▶ [DIRECTIONS]
a - Name every tool that the ice man post mentions for cutting, moving, or breaking ice.
b - Transcribe the portion of the ice man post between "Ipohworld's World" and "a huge saw.", inclusive.

▶ [PASSAGE]
━━━━━━━━━━━━━━━━

Ipohworld's World

Saving Yesterday For Tomorrow

20170322-002a (blog)No, this is not a treasure chest that you’d find in a cave. This is an ice box that the ice man would load on his bicycle where he’d then go round selling. Two whole blocks of ice covered in sawdust to keep it from melting any quicker than it should, on a hot day.

How would he cut the ice you ask? Here’s your answer, a huge saw.

20170322-002b (blog)Do you remember the ice man that cycled around on his bicycle selling ice? Do let us know if you do.



  1. NCK says:

    I think drinks and desserts vendors were the usual buyers. Upon ordered, an ice cube was sawn on the ground, or the whole piece dragged on the ground to the customer with an ice hook. This made the ice look unpalatable. But the dirts (mainly sawdust) could be washed away easily. The ice would then be pure as the driven snow, like magic.

    • NCK says:

      After an ice vendor dragged an ice block into a coffee shop, he would dutifully use his hook to lift the ice block into a sink. The coffee shop people would then wash the ice block, place it in a plastic basin, and break it with an ice pick. I don’t know how much an ice vendor earned. Lives used to be simple.

    • NCK says:

      Pardon me. The ice block wasn’t broken in a plastic basin, but a galvanised steel pan or an aluminium basin. A plastic basin wouldn’t survive the onslaughts of the ice pick.

  2. CK Leong says:

    Ice delivered to drinks sellers in those days was highly suspect for food safety reasons. First the water used to make ice must be potable, i.e. have been chlorinated (0.5 ppm minimum), be free of nasty bacteria (too many to mention) and chemicals (toxins, lead). The saw dust used could contain nasty bacteria and toxic chemicals. Washing the dirt (being dragged on the ground (mud and sand) off with water was another source of contamination (quality of water used). I guess the saving grace was the high level of tolerance in the general clients to these nasty bacteria, that a glass of cold sarsee with ice added, did not pose a great problem. Drink only ice made with proper heat treatment and/or from an approved water supply.

━━━━━━━━━━━━━━━━

▶ [RECORDED DATA]
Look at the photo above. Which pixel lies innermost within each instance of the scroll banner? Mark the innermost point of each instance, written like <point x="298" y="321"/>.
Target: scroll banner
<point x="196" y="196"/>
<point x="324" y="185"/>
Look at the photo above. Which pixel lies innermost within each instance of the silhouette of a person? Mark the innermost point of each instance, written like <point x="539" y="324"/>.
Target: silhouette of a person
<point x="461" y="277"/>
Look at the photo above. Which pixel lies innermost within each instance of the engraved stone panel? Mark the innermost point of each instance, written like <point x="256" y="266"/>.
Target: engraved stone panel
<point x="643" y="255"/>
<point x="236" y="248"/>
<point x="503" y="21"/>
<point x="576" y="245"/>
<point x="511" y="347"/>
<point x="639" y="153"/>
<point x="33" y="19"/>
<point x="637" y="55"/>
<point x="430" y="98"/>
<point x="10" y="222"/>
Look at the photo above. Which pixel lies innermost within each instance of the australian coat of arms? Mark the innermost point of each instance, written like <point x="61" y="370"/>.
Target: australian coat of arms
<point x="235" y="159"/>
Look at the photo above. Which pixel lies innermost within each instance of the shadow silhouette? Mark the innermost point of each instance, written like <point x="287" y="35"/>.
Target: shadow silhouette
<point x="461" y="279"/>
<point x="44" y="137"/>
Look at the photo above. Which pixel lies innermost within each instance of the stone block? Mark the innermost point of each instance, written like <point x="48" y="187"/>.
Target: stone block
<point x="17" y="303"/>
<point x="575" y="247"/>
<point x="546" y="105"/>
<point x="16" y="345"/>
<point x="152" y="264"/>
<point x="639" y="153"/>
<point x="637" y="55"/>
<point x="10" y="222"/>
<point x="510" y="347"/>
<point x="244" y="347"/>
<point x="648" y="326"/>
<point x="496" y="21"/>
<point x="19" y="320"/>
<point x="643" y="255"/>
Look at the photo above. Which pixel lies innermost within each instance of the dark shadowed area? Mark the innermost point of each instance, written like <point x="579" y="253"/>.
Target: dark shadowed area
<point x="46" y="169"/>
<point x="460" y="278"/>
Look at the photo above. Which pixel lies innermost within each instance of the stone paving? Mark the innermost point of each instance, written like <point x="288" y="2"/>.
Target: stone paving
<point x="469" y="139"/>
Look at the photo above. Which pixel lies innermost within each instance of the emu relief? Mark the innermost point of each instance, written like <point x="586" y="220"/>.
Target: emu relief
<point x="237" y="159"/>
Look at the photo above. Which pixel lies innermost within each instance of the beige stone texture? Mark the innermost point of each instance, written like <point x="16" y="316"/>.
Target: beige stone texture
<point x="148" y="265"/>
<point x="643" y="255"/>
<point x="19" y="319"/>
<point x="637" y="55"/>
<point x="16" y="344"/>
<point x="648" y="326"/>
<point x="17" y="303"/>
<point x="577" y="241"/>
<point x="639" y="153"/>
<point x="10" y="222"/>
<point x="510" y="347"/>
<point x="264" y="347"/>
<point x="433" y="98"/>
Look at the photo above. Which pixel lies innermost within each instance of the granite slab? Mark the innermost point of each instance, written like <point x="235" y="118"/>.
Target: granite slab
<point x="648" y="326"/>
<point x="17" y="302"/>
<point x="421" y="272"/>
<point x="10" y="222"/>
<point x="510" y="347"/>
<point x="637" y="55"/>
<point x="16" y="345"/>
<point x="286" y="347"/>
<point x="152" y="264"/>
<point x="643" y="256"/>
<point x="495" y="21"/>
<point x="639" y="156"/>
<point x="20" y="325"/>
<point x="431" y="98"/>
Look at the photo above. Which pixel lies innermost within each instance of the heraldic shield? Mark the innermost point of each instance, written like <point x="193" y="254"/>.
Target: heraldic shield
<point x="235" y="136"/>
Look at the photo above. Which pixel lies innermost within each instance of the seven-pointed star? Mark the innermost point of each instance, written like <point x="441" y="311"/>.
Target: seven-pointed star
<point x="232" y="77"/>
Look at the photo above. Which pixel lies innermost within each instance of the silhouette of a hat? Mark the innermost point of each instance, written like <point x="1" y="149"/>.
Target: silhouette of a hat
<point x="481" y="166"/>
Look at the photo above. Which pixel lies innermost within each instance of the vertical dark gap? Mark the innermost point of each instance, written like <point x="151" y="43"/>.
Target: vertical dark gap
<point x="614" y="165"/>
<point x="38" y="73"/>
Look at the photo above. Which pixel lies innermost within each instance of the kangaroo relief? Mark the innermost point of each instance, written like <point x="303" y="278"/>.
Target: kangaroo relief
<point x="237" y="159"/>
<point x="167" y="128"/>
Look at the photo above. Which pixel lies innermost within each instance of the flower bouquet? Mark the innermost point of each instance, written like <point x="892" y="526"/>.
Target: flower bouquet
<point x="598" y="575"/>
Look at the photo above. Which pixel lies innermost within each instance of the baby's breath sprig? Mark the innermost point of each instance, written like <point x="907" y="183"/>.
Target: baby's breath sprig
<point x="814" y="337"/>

━━━━━━━━━━━━━━━━

▶ [SOLUTIONS BY TASK]
a -
- A huge saw
- An ice hook
- An ice pick

b -
Ipohworld's World

Saving Yesterday For Tomorrow

20170322-002a (blog)No, this is not a treasure chest that you’d find in a cave. This is an ice box that the ice man would load on his bicycle where he’d then go round selling. Two whole blocks of ice covered in sawdust to keep it from melting any quicker than it should, on a hot day.

How would he cut the ice you ask? Here’s your answer, a huge saw.